[Position identification records]
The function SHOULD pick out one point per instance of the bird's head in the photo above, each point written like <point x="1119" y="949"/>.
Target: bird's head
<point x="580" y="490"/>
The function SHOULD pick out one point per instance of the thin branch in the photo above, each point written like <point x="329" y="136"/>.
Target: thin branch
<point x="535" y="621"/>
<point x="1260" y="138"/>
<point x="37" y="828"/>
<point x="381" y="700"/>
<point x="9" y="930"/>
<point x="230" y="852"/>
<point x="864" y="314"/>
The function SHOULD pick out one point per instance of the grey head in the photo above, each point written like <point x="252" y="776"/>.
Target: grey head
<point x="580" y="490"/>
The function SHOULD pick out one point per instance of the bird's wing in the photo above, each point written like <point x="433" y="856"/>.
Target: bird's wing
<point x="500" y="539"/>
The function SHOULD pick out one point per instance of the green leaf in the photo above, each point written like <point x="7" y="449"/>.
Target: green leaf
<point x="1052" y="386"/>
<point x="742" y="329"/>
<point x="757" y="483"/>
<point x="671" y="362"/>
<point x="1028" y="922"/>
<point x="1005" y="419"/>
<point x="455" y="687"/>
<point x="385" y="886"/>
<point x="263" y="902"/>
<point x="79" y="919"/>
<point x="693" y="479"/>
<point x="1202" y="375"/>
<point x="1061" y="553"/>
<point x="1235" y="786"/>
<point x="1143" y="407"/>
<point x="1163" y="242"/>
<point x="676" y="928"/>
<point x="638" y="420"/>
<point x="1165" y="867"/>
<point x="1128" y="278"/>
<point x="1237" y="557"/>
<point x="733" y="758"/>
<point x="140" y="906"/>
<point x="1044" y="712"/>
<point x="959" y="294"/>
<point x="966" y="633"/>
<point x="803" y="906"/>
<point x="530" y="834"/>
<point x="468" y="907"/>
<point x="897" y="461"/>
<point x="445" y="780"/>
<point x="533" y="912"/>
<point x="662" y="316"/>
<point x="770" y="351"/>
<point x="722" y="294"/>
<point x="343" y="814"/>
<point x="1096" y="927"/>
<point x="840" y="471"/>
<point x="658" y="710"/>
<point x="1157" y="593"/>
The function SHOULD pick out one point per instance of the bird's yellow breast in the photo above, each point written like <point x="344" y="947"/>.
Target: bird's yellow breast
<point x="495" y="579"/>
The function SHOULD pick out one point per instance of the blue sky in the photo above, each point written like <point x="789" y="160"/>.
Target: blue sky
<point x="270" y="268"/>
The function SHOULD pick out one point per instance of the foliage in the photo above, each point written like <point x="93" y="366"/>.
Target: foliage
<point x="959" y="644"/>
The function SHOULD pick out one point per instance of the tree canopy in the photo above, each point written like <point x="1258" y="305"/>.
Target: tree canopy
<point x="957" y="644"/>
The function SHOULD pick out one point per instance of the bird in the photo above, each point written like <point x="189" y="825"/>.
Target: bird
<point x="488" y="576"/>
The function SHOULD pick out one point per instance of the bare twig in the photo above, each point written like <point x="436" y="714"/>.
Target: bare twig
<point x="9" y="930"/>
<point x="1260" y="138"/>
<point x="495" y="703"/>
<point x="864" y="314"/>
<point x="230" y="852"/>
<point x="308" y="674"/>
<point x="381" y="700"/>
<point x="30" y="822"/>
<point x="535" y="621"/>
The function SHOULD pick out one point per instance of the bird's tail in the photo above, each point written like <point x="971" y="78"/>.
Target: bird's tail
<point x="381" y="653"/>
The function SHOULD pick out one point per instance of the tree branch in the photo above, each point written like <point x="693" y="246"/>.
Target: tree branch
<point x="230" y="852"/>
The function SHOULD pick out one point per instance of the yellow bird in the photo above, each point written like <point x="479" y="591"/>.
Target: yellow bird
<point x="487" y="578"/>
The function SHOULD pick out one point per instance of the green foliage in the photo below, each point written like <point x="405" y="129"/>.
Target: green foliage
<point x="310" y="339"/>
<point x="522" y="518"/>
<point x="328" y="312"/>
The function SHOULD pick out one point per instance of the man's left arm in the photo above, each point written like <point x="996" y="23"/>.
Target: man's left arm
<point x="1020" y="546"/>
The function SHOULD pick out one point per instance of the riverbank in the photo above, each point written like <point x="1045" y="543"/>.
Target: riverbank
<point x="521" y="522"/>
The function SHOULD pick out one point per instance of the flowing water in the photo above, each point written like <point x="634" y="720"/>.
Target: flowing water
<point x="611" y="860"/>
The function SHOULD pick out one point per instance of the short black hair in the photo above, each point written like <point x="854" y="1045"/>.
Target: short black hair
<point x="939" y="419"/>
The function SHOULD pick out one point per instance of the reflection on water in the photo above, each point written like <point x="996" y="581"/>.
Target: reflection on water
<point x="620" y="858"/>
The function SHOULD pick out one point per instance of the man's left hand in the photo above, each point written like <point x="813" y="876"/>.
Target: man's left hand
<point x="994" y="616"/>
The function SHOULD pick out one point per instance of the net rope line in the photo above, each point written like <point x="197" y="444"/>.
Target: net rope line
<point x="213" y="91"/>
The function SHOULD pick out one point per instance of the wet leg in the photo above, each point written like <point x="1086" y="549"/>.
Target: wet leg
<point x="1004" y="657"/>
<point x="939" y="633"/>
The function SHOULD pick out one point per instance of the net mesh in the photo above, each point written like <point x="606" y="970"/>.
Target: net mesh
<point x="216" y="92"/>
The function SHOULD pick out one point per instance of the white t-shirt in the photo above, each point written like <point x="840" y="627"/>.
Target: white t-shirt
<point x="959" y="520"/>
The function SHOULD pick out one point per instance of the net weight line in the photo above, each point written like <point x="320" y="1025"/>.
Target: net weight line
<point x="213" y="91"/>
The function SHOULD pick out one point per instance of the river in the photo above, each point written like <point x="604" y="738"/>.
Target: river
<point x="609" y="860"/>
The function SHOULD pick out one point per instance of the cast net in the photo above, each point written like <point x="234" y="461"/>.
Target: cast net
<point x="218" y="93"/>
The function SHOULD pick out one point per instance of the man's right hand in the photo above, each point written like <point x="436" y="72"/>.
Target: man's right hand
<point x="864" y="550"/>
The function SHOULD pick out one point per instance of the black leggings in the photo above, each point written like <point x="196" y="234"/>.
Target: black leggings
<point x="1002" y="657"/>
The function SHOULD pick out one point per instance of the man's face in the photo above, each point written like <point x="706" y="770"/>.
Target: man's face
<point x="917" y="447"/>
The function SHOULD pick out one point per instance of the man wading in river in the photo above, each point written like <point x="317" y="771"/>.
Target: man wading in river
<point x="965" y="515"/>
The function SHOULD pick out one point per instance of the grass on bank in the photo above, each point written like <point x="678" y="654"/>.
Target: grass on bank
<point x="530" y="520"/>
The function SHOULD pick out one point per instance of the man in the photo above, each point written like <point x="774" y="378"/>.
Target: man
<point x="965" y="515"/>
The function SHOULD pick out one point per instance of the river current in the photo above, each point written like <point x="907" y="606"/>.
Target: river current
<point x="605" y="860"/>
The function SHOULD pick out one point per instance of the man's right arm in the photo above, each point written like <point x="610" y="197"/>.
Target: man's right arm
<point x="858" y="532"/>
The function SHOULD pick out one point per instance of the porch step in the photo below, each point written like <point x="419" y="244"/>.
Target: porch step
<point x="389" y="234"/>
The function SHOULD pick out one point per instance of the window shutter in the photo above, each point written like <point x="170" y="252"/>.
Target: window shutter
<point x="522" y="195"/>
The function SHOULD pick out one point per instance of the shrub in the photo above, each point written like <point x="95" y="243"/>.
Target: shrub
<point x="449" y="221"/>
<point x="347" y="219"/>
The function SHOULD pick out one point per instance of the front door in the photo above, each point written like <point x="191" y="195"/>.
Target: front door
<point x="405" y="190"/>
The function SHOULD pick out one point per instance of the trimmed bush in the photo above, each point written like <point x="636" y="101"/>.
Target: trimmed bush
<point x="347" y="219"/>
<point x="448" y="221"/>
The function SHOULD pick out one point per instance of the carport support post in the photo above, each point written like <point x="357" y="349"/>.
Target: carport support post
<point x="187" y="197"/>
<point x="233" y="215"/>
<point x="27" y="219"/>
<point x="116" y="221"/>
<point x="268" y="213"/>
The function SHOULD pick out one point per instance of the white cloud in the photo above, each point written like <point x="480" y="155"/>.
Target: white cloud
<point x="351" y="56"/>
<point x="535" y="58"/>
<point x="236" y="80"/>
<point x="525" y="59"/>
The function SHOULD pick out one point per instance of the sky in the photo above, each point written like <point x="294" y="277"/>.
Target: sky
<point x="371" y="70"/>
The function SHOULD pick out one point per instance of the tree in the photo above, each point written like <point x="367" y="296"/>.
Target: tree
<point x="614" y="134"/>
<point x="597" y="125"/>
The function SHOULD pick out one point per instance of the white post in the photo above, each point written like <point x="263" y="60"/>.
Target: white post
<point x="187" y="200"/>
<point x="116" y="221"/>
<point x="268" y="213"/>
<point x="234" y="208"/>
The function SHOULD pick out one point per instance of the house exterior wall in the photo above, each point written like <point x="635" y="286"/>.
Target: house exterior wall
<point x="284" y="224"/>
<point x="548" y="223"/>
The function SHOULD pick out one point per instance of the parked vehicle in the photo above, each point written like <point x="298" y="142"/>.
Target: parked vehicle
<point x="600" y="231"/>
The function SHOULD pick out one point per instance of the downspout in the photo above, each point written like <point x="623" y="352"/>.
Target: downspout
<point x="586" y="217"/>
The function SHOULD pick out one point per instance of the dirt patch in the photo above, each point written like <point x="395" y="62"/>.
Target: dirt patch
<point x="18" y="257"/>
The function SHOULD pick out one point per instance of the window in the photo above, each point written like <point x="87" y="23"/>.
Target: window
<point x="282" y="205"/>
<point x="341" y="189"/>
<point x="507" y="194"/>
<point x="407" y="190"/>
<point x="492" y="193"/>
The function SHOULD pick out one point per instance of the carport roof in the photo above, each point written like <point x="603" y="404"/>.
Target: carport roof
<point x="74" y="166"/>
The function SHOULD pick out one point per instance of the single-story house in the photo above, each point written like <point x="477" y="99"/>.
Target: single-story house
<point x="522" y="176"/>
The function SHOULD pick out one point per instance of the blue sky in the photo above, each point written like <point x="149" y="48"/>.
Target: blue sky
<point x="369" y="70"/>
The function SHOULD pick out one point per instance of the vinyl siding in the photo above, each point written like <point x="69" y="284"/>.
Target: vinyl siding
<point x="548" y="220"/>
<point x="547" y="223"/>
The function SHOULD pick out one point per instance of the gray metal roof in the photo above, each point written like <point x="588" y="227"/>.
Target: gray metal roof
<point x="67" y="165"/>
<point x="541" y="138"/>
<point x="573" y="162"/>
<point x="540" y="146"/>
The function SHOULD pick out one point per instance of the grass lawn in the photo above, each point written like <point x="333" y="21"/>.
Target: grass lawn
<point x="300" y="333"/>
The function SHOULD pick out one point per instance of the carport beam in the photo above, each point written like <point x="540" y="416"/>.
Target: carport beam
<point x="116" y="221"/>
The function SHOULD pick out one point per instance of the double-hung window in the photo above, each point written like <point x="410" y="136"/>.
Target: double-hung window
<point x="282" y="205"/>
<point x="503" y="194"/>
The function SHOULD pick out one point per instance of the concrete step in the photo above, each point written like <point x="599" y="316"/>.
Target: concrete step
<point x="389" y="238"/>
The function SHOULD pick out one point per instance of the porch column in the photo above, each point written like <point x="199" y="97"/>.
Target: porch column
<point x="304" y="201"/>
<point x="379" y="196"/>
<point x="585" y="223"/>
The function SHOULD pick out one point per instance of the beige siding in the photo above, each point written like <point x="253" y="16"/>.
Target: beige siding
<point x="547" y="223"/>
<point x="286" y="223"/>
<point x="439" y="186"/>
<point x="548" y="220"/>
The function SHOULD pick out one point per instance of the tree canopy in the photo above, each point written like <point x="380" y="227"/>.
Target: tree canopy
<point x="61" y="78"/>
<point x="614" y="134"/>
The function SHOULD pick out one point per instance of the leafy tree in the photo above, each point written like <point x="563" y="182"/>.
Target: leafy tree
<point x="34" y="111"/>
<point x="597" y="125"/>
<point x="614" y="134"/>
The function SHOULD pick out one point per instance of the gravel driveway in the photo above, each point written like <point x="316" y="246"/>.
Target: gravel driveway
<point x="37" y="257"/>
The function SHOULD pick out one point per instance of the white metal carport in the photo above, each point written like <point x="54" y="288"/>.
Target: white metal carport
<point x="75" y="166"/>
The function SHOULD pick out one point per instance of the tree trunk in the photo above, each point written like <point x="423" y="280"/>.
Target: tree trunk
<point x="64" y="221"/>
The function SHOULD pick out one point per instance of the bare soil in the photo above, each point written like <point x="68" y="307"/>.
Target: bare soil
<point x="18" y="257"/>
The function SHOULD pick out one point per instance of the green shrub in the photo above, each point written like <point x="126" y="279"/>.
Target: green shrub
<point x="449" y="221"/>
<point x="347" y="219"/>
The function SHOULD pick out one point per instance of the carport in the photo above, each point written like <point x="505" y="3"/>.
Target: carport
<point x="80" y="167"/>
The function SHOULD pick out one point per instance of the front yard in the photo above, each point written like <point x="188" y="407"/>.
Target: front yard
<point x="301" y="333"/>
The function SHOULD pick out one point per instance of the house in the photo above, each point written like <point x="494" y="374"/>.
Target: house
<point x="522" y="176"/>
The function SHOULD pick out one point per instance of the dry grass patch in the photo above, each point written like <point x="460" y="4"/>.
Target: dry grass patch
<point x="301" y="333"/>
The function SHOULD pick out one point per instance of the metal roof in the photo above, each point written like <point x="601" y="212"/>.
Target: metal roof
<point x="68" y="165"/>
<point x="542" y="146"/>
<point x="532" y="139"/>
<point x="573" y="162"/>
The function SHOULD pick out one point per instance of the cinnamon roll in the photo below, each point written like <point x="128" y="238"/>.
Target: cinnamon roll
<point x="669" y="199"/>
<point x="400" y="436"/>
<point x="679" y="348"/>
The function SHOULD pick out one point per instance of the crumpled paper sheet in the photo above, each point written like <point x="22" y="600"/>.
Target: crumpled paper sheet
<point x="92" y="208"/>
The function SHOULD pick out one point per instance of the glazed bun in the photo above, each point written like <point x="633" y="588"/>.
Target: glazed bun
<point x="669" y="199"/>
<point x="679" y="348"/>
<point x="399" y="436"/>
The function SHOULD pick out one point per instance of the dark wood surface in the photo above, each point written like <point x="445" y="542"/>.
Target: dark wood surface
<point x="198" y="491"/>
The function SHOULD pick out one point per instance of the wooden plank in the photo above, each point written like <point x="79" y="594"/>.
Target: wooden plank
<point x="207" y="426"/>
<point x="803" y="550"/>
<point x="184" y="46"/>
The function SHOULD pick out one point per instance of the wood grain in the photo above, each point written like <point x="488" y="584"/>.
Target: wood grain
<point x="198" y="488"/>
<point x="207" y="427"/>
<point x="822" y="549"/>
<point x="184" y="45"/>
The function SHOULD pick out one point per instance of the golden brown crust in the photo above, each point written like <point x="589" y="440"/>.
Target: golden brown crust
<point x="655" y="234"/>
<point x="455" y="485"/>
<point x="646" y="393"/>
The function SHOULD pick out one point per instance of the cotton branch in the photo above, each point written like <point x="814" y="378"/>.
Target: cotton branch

TASK STATEMENT:
Write out the lines above from the one containing "of the cinnamon" through the last, exactly as they are.

FULL RESPONSE:
The function SHOULD pick out one point per instance of the cinnamon roll in the photo below, each point written like <point x="128" y="238"/>.
Target: cinnamon roll
<point x="669" y="199"/>
<point x="400" y="436"/>
<point x="679" y="348"/>
The function SHOULD pick out one point per instance of the crumpled paper sheet in the photo above, each point written like <point x="22" y="600"/>.
Target: crumpled paper sheet
<point x="92" y="208"/>
The function SHOULD pick out one point per instance of the glazed bun in the photo above, each point written like <point x="633" y="588"/>.
Target: glazed bun
<point x="669" y="199"/>
<point x="679" y="348"/>
<point x="399" y="436"/>
The function SHOULD pick out one point per instance of the dark wood surface in the photo above, each point written like <point x="445" y="542"/>.
Target: dark wood surface
<point x="198" y="491"/>
The function SHOULD pick out one point per instance of the wooden plank in the photo above, each point written like <point x="79" y="594"/>.
Target: wooden plank
<point x="207" y="426"/>
<point x="803" y="550"/>
<point x="184" y="46"/>
The function SHOULD pick out one point per instance of the wood grain in the photo above, each point written like <point x="488" y="584"/>.
Target: wood grain
<point x="198" y="488"/>
<point x="207" y="427"/>
<point x="822" y="549"/>
<point x="184" y="45"/>
The function SHOULD pick out one point per instance of the golden brown crust in the photo above, each point written like <point x="589" y="440"/>.
Target: golden brown crust
<point x="655" y="234"/>
<point x="455" y="485"/>
<point x="646" y="393"/>
The function SHOULD pick out one point per instance of the cotton branch in the photo above, each point written like <point x="814" y="378"/>.
Target: cotton branch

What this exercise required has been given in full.